SECURITIES AND EXCHANGE COMMISSION
Washington, D.C. 20549
Form 10-Q
Quarterly Report Under Section 13 or 15(d) of the
Securities Exchange Act of 1934
For Quarter Ended: September 30, 1996
Commission File Number: 000-17129
Clark Melvin Securities Corporation
(Exact name of registrant as specified in its charter)
Delaware 52-0749204
(State of other jurisdiction of (I.R.S. Employer
incorporation or organization) Identification No.)
170 Jennifer Road, Suite 270, Annapolis, Maryland 21401
(Address of principal executive offices) (Zip Code)
(410) 266-5250
(Registrant's telephone number, including area code)
Indicate by check mark whether the registrant (1) has filed all reports
required to be filed by Section 13 or 15(d) of the Securities Exchange Act of
1934 during the preceding 12 months (or for such shorter period that the
registrant was required to file such reports), and (2) has been subject to such
filing requirements for the past 90 days.
YES X NO
The number of shares of the registrant's common stock, $.01 par value per share,
outstanding as of September 30, 1996 was 18,523,096.
<PAGE>
CLARK MELVIN SECURITIES CORPORATION
NOTES TO FINANCIAL STATEMENTS
(Unaudited)
1. Basis of Presentation
The statement of financial position as of September 30, 1996, the statements of
operations for the nine month period ended September 30, 1996, and 1995 and the
statements of cash flows for the nine month period ended September 30, 1996 and
1995 have been prepared by the Company without audit. In the opinion of
management, all adjustments (which include only normal recurring adjustments)
necessary to fairly present the financial position at September 30, 1996 and for
all periods presented have been made.
Certain information and footnote disclosures normally included in financial
statements prepared in accordance with generally accepted accounting principles
have been condensed or omitted. These financial statements should be read in
conjunction with the financial statements and notes thereto included in the
Company's December 31, 1995 Annual Shareholder Report.
The results of operations for the period ended September 30, 1996 are not
necessarily indicative of the operating results for the full year.
2. Firm Trading Securities
Firm trading securities consisted of the following:
September 30, December 31,
1996 1995
Corporate Equities $ 0.00 $ 0.00
3. Stockholders' Equity
Profit (Loss) per share of common stock is calculated by dividing net profit
(loss), less the preferred stock dividend requirement by the weighted average
number of common shares outstanding during the period, which was 18,523,096
shares.

◆ Objective ◆
Carry on the Clark Melvin Securities quarterly report from where it stops.

◆ Given entries ◆
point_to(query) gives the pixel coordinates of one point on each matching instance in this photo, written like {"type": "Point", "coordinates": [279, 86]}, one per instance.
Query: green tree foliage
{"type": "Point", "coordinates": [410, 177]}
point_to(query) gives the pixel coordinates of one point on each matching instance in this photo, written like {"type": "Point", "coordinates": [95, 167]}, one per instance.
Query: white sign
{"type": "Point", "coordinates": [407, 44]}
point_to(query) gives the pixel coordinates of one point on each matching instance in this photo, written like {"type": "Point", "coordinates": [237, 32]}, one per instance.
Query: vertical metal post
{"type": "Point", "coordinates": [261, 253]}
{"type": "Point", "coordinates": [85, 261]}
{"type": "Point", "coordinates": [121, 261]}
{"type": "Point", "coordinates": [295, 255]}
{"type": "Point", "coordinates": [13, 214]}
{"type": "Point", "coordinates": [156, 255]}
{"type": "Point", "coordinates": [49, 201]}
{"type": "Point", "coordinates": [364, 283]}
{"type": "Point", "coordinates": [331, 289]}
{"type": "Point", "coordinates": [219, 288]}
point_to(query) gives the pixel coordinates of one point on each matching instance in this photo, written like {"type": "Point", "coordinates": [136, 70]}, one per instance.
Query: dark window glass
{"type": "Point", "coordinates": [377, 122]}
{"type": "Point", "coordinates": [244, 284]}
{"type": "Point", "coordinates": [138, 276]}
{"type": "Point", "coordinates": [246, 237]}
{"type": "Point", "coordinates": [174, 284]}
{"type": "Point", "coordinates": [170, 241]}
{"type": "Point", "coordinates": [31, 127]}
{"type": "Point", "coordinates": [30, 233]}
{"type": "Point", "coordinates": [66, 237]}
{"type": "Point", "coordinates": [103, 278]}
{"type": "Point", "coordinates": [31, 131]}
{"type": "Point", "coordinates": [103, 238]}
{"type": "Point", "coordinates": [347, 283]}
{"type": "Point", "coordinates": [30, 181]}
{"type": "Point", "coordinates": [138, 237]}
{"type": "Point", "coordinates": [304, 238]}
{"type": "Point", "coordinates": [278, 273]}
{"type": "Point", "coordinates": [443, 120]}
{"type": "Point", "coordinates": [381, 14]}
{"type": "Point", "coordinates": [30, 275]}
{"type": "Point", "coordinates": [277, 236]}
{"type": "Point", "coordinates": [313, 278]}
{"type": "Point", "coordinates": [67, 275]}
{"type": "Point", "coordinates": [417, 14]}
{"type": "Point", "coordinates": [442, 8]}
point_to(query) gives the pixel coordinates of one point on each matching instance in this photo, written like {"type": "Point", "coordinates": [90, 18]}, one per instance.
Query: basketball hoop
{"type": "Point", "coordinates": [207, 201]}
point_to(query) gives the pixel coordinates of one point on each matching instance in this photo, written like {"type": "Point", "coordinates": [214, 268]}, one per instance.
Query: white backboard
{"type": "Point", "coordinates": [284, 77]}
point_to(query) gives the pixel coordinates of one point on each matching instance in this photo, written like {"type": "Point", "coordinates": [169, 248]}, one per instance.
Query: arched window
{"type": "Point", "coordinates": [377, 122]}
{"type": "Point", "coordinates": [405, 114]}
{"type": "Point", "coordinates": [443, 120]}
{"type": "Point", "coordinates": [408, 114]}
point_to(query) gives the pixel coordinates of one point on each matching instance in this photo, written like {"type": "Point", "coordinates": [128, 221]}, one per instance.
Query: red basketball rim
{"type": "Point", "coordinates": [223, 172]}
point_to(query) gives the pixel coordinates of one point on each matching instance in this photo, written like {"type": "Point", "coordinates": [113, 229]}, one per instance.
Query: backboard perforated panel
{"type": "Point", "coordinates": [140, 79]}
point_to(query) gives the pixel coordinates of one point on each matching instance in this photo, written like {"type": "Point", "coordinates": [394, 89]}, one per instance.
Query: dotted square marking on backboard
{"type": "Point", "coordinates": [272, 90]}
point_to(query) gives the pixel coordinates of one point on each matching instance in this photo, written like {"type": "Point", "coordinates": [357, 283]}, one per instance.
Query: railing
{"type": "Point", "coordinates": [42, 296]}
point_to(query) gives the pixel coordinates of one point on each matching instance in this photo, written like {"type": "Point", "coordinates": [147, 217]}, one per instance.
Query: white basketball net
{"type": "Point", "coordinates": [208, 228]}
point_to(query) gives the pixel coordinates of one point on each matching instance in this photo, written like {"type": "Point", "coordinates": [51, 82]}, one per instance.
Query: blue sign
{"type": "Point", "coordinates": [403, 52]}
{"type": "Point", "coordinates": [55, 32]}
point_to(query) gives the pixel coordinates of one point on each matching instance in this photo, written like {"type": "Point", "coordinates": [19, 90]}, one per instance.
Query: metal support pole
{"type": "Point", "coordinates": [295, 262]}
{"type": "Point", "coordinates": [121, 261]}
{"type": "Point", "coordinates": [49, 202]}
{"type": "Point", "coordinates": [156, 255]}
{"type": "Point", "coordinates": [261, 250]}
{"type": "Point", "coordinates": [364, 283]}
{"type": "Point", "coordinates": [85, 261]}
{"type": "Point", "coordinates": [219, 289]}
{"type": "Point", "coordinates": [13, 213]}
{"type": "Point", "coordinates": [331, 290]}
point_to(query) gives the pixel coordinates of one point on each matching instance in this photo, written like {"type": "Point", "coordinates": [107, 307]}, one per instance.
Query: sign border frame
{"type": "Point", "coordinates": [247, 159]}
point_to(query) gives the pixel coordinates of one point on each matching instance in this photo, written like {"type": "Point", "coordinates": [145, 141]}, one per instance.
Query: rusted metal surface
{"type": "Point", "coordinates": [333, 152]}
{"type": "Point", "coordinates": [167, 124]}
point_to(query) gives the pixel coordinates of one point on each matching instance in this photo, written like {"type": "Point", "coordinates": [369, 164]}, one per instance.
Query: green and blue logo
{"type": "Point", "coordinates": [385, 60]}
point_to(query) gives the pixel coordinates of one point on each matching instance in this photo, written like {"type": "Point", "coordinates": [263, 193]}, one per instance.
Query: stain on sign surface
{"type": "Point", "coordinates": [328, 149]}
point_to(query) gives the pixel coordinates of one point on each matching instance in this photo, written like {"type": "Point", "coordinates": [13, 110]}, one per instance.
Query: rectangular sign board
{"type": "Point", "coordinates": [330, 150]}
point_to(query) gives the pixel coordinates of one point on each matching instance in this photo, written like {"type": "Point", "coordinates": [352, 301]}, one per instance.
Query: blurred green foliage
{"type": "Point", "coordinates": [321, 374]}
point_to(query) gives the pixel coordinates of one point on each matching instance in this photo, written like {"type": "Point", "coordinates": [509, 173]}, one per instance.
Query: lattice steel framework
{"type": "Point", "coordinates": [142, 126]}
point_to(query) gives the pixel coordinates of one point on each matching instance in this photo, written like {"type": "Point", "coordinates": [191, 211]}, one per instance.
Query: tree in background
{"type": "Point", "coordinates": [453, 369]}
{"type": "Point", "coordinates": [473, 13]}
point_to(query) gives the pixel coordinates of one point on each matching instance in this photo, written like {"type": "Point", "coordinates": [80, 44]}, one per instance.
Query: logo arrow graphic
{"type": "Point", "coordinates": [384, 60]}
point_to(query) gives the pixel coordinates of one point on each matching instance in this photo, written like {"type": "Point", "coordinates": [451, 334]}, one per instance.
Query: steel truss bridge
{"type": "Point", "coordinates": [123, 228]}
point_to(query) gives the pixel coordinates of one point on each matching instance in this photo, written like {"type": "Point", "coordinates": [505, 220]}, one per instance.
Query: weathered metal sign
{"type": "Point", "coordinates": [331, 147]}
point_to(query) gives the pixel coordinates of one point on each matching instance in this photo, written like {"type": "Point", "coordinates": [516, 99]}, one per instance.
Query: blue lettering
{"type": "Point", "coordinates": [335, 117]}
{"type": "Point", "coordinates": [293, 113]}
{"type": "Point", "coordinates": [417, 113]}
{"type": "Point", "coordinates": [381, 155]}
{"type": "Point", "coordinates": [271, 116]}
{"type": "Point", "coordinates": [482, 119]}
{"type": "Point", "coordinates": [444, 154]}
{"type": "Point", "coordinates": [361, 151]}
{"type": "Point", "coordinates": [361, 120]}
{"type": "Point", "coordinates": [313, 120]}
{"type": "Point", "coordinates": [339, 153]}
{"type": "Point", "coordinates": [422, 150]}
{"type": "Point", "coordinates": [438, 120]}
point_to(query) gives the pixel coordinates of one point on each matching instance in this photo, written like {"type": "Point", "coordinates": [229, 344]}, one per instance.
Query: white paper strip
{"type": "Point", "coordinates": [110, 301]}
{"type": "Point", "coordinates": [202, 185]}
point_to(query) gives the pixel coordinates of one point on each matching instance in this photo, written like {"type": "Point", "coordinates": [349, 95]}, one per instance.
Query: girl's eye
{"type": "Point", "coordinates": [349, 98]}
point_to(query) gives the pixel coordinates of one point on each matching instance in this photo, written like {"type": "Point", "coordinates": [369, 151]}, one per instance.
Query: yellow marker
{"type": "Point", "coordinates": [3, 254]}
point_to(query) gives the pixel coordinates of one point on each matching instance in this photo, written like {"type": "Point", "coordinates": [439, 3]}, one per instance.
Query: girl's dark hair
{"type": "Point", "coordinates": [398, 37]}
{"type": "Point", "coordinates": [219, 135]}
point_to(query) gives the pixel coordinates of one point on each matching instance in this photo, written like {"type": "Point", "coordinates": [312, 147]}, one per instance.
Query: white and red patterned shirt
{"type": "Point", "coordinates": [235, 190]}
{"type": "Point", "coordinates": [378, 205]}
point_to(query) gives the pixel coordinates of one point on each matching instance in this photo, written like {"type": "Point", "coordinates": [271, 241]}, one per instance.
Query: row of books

◆ Answer for the task ◆
4. Income Taxes
During 1992 the Company adopted Financial Accounting Statement No. 109,
Accounting for Income Taxes. The Company recorded no benefit from income taxes
in 1995 and a valuation allowance was provided for the deferred asset of
$751,000.
Temporary differences between amounts reported for financial reporting purposes
and income tax purposes are insignificant.
5. Net Capital Requirements
The Company is subject to the Securities and Exchange Commission Uniform Net
Capital Rule (Rule 15c3-1), which requires the maintenance of minimum net
capital and requires that the ratio of aggregate indebtedness to net capital,
both as defined, shall not exceed 15 to 1. The Rule also provides that equity
capital may not be withdrawn or cash dividends paid if the resulting net capital
ratio would exceed 10 to 1.
As of September 30, 1996 the Company has net capital of approximately $406,382
which was approximately $306,382 in excess of its required net capital and the
Company's ratio of aggregate indebtedness to net capital was .37. As of December
31, 1995 the Company had net capital of approximately $358,274, which was
approximately $258,274 in excess of its required net capital and the Company's
ratio of aggregate indebtedness to net capital was .65.
<PAGE>
Item 2. MANAGEMENT'S DISCUSSION AND ANALYSIS OF RESULTS OF OPERATIONS AND
FINANCIAL CONDITION
Results of Operations
Revenues
Total revenues decreased 5% through the third quarter of 1996 compared to the
same period in 1995.
Commission decreased by 16% due to decreases in all areas of equity and fixed
income transactions.
The 60% increase for the first nine months of 1996 in advisory and fee income
over the same period in 1995 is primarily due to increased volume of activity.
Interest and dividend income increased by 8% for the first nine months of 1996
compared to that of 1995, primarily due an increase of cash available for
investment.
As of September 30, 1996, margin income increased by 56% over the same period in
1995, primarily due to increased activity in this area.
Trailer Fees increased by 35% through the third quarter of 1996 compared to the
same period in 1995 due to an increase in activity in this area.
Expenses
Overall, expenses decreased 7% during the first nine months of 1996 compared to
that of 1995.
Compensation and benefits decreased by 11% due to decreases in all areas of
equity and fixed income transactions.
The clearing and exchange expenses through the third quarter of 1996 are
comparable to those over the same period in 1995.
The 14% decrease through the third quarter in occupancy expenses over the same
period in 1995 is due to a move made by the Annapolis office to smaller quarters
as well as a drop in equipment leasing expenses resulting from the completion of
a lease-purchase agreement.
Business development expenses decreased by 45% by the third quarter of 1996
compared to expenses made over the same period in 1995. The 1995 first quarter
expenses included a prepayment of advertising expenses related to promotion of
tax credit seminars which was not repeated during the first quarter in 1996.
The 8% decrease in communication expenses through the third quarter of 1996 is
due to continuing cost-cutting measures.
The 27% increase in other expenses for the first nine months of 1996 is due
primarily to ongoing accounting reclassifications.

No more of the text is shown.